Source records
○ ○ ○ ○ ○ ○ ○

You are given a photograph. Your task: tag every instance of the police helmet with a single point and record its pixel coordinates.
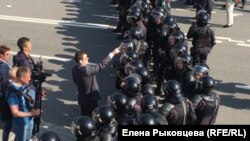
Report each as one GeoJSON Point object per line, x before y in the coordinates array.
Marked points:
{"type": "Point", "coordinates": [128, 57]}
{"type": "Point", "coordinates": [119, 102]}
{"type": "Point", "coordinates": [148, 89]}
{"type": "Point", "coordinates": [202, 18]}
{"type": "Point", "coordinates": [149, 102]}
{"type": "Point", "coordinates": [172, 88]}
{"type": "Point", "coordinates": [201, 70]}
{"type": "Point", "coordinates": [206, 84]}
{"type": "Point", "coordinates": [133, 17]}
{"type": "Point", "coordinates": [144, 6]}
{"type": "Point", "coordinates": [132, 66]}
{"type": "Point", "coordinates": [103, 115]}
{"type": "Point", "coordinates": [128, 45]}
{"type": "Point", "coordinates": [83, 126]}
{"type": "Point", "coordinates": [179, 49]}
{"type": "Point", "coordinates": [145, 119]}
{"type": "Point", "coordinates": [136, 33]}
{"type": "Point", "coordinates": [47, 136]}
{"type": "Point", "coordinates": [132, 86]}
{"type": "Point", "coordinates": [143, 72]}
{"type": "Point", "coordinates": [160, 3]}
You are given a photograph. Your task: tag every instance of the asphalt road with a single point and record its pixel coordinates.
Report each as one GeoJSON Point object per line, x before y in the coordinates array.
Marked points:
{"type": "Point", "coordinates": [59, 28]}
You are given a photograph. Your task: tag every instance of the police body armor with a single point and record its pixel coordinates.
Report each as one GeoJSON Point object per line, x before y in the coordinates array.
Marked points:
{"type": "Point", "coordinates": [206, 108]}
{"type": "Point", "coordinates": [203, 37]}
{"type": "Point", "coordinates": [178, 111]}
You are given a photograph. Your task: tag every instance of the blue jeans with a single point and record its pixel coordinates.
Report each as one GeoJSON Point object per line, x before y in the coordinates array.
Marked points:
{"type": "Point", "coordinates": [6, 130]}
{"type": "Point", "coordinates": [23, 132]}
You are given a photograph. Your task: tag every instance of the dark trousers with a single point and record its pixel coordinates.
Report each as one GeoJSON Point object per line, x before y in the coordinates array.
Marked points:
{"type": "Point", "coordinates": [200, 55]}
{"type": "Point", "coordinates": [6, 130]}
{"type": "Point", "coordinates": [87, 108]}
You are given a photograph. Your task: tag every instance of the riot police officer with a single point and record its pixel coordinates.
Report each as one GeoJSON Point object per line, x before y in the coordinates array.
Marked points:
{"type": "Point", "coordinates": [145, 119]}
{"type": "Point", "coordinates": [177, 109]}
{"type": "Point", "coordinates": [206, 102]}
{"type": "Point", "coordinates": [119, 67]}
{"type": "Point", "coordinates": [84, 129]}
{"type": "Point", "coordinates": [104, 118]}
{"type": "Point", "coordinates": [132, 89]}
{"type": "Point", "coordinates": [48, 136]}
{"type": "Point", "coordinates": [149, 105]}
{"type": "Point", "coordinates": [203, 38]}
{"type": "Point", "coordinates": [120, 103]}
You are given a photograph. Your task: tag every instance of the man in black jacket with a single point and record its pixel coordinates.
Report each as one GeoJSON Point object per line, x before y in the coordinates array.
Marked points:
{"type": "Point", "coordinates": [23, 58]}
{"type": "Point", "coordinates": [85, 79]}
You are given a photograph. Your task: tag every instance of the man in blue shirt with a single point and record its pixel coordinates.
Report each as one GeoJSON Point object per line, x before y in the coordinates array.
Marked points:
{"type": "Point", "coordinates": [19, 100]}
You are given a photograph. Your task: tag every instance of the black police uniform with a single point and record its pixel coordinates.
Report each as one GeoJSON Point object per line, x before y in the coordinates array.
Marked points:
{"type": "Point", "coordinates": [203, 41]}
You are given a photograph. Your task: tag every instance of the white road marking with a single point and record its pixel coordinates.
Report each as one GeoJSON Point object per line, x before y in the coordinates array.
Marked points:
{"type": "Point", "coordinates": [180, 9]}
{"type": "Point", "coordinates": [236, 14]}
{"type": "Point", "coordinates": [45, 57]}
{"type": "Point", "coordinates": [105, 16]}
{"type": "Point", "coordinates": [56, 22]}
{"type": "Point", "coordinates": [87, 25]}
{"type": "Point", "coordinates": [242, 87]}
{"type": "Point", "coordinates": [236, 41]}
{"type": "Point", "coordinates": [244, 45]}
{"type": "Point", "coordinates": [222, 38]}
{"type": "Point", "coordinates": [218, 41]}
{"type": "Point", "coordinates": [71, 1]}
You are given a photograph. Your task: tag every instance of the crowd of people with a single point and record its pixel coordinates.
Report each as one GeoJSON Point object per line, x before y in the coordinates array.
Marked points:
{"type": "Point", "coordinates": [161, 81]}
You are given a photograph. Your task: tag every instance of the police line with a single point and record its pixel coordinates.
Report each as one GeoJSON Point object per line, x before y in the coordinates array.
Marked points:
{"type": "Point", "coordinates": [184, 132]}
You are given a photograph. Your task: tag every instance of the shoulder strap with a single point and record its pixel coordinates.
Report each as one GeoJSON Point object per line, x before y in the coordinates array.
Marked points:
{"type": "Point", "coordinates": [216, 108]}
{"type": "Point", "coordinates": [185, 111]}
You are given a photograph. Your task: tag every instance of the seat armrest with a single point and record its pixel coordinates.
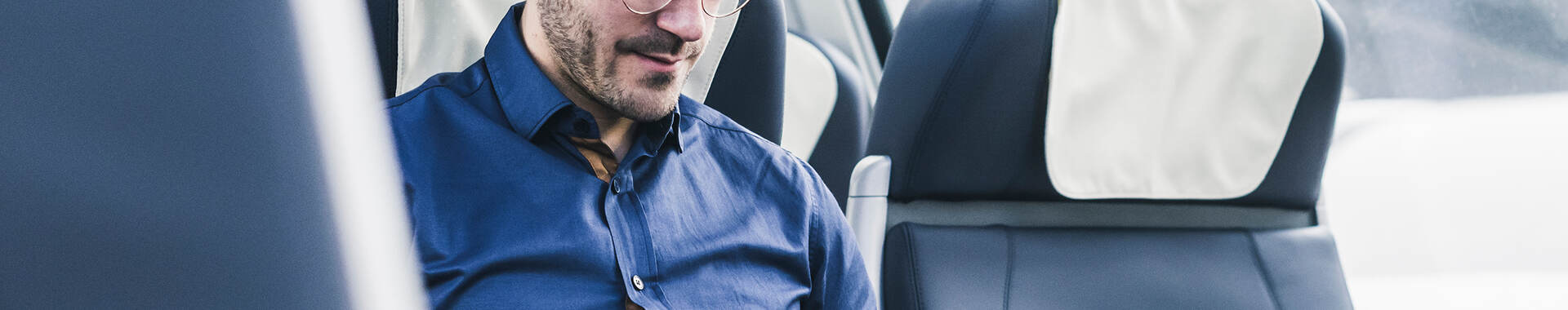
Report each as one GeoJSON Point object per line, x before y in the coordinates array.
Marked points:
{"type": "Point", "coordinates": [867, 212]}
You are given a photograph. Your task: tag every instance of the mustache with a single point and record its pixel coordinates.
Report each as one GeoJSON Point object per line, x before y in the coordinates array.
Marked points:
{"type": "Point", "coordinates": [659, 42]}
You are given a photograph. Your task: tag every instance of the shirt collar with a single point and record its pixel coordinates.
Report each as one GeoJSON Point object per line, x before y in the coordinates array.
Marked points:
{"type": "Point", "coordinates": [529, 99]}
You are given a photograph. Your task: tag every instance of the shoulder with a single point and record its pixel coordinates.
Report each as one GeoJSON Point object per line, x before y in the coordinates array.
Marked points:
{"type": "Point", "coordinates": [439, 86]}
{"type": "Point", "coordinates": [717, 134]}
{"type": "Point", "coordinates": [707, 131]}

○ ○ ○ ○ ○ ○ ○

### [Set problem]
Reproduce all of the material above word for word. Omit the pictures.

### [Task answer]
You are given a photograph. Your task: tag every instance of the police helmet with a single point and record its pixel coordinates.
Report each as one GeoJSON Point object per line, x before y in the coordinates array.
Marked points:
{"type": "Point", "coordinates": [128, 57]}
{"type": "Point", "coordinates": [119, 102]}
{"type": "Point", "coordinates": [148, 89]}
{"type": "Point", "coordinates": [202, 18]}
{"type": "Point", "coordinates": [149, 102]}
{"type": "Point", "coordinates": [172, 88]}
{"type": "Point", "coordinates": [201, 70]}
{"type": "Point", "coordinates": [206, 84]}
{"type": "Point", "coordinates": [133, 17]}
{"type": "Point", "coordinates": [144, 6]}
{"type": "Point", "coordinates": [132, 66]}
{"type": "Point", "coordinates": [103, 115]}
{"type": "Point", "coordinates": [128, 45]}
{"type": "Point", "coordinates": [83, 126]}
{"type": "Point", "coordinates": [179, 49]}
{"type": "Point", "coordinates": [145, 119]}
{"type": "Point", "coordinates": [136, 33]}
{"type": "Point", "coordinates": [47, 136]}
{"type": "Point", "coordinates": [132, 86]}
{"type": "Point", "coordinates": [143, 72]}
{"type": "Point", "coordinates": [160, 3]}
You are given a photograph. Your task: tag every instance of the asphalt road with a single point and record its pixel coordinates.
Report each as one GeoJSON Point object per line, x before y in the coordinates array.
Marked points:
{"type": "Point", "coordinates": [59, 28]}
You are given a photograph. Your task: tag every instance of the police body armor with a single point and record its pixel coordinates.
Report each as one GeoJSON Point object per line, x before y in the coordinates array.
Marked points:
{"type": "Point", "coordinates": [206, 108]}
{"type": "Point", "coordinates": [203, 37]}
{"type": "Point", "coordinates": [178, 111]}
You are given a photograph. Your task: tag every instance of the blue jeans with a single point and record its pixel coordinates.
Report each as one GeoJSON Point object per line, x before y in the coordinates array.
Marked points:
{"type": "Point", "coordinates": [6, 130]}
{"type": "Point", "coordinates": [23, 132]}
You are given a photograph. Your task: tag every instance of the dark trousers with a single point and record its pixel coordinates.
Report each as one GeoJSON Point object per line, x before y in the coordinates array.
Marked points:
{"type": "Point", "coordinates": [200, 55]}
{"type": "Point", "coordinates": [6, 130]}
{"type": "Point", "coordinates": [87, 108]}
You are given a photograph. Your task: tag every instance of the riot police officer with a single point and record its pixel coordinates.
Report each as one GeoJSON Point object per line, x before y in the coordinates array.
Marked points:
{"type": "Point", "coordinates": [145, 119]}
{"type": "Point", "coordinates": [177, 109]}
{"type": "Point", "coordinates": [206, 102]}
{"type": "Point", "coordinates": [119, 67]}
{"type": "Point", "coordinates": [84, 129]}
{"type": "Point", "coordinates": [104, 118]}
{"type": "Point", "coordinates": [132, 89]}
{"type": "Point", "coordinates": [48, 136]}
{"type": "Point", "coordinates": [149, 105]}
{"type": "Point", "coordinates": [203, 38]}
{"type": "Point", "coordinates": [120, 103]}
You are given a photograph. Your task: tag every instance of the man in black jacket with a single point and record its pixel coordinates.
Report each as one GeoJSON Point object per line, x before y in the coordinates array.
Marked points:
{"type": "Point", "coordinates": [23, 58]}
{"type": "Point", "coordinates": [85, 79]}
You are given a photograph. Your task: tag every instance of the man in blue shirt with a single point and record its pixel coordinates.
Report each as one GeoJSON Point object per line, x before y in the coordinates array.
Marked points:
{"type": "Point", "coordinates": [19, 100]}
You are given a photograph. Your task: tag every instance of the black police uniform with a single point and record its pixel coordinates.
Report each as one GeoJSON Point object per line, x before y in the coordinates array.
Marked points:
{"type": "Point", "coordinates": [203, 41]}
You are given a photograph. Your task: tag every instance of the white road marking with a single point and record its pixel coordinates.
Report each as one GeoJSON Point object per line, x before y in the coordinates array.
Marked points:
{"type": "Point", "coordinates": [180, 9]}
{"type": "Point", "coordinates": [236, 14]}
{"type": "Point", "coordinates": [45, 57]}
{"type": "Point", "coordinates": [105, 16]}
{"type": "Point", "coordinates": [56, 22]}
{"type": "Point", "coordinates": [87, 25]}
{"type": "Point", "coordinates": [242, 87]}
{"type": "Point", "coordinates": [236, 41]}
{"type": "Point", "coordinates": [244, 45]}
{"type": "Point", "coordinates": [222, 38]}
{"type": "Point", "coordinates": [218, 41]}
{"type": "Point", "coordinates": [71, 1]}
You are given a photograph. Your task: tag every instance of the crowd of people with a single point and record its pixel coordinates.
Report each as one GeoJSON Point object per line, x before y in the coordinates array.
Marked points:
{"type": "Point", "coordinates": [161, 81]}
You are given a photograph. Your task: tag every instance of the police line with a single point and record its pixel coordinates.
Report each as one GeoJSON Point object per line, x before y in the coordinates array.
Marked points:
{"type": "Point", "coordinates": [184, 132]}
You are given a photograph. Your task: tag every instance of the shoulder strap with a single point and record its pixel coordinates.
Report each as one GeoJSON Point object per line, x before y in the coordinates array.
Marked points:
{"type": "Point", "coordinates": [216, 108]}
{"type": "Point", "coordinates": [185, 111]}
You are given a photograph. Your task: tag every instance of the seat armrest with a single point and record its pixel coordinates.
Report each as one GeoJSON Point object per line, x before y in the coordinates array.
Marked points:
{"type": "Point", "coordinates": [867, 212]}
You are given a photograph. Your task: tag every instance of the mustache with a single point and record its pixel coordinates.
Report each as one GeoJSON Point object per line, x before y in the coordinates array.
Marked points:
{"type": "Point", "coordinates": [659, 42]}
You are given a photograph. Your task: tag every instance of the shirt collar with a single point and record its pixel coordinates.
Report each as one GeoJSON Point object per line, x before y in the coordinates array.
Marked points:
{"type": "Point", "coordinates": [529, 99]}
You are given a photograph. Your task: tag every instance of the shoulder with a single point and record its pixel coordinates.
Report each as one GeoJSON Point object per line, x before y in the coordinates array.
Marked points:
{"type": "Point", "coordinates": [439, 86]}
{"type": "Point", "coordinates": [717, 134]}
{"type": "Point", "coordinates": [707, 131]}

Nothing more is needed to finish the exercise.